### EXCERPTED TEXT:

From 97e88f94d79367573c068f8eb798994d721407bb Mon Sep 17 00:00:00 2001
From: Oscar Esteban <code@oscaresteban.es>
Date: Thu, 3 Sep 2020 08:49:33 -0700
Subject: [PATCH 1/2] FIX: Improved control over correlations plot

This PR adds a ``columns`` argument to the interface and underlying
function so that fMRIPrep can select what confounds will be used to
estimate the correlations.

The PR also minimizes to 20 (it was 70!) the number of signals that are
plotted.

References: #1746
References: https://github.com/poldracklab/fmriprep/issues/2245#issuecomment-682618147
---
 niworkflows/interfaces/plotting.py |  9 ++++--
 niworkflows/viz/plots.py           | 45 ++++++++++++++++++++----------
 2 files changed, 37 insertions(+), 17 deletions(-)

diff --git a/niworkflows/interfaces/plotting.py b/niworkflows/interfaces/plotting.py
index f23c37eabbb..8561dda7a1c 100644
--- a/niworkflows/interfaces/plotting.py
+++ b/niworkflows/interfaces/plotting.py
@@ -140,8 +140,12 @@ class _ConfoundsCorrelationPlotInputSpec(BaseInterfaceInputSpec):
         "which all correlation magnitudes "

### TASKS:
- a) In the correlations-plot patch, list each count reported on the line that summarizes the files changed, along with what each count measures.
- b) Please carry on the correlations-plot patch from its last line.

### RECORDED INFORMATION:
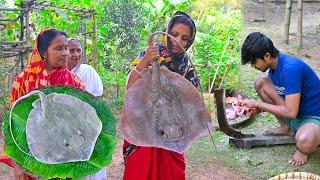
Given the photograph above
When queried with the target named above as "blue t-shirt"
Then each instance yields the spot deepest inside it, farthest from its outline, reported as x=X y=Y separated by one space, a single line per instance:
x=292 y=76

### ANSWERS TO THE PROBLEMS:
- a) 2 files changed; 37 insertions; 17 deletions

- b)
         "should be ranked and plotted",
     )
+    columns = traits.List(
+        traits.Str,
+        desc="Filter out all regressors not found in this list."
+    )
     max_dim = traits.Int(
-        70,
+        20,
         usedefault=True,
         desc="Maximum number of regressors to include in "
         "plot. Regressors with highest magnitude of "
@@ -172,8 +176,9 @@ def _run_interface(self, runtime):
             self._results["out_file"] = self.inputs.out_file
         confounds_correlation_plot(
             confounds_file=self.inputs.confounds_file,
+            columns=self.inputs.columns if isdefined(self.inputs.columns) else None,
+            max_dim=self.inputs.max_dim,
             output_file=self._results["out_file"],
             reference=self.inputs.reference_column,
-            max_dim=self.inputs.max_dim,
         )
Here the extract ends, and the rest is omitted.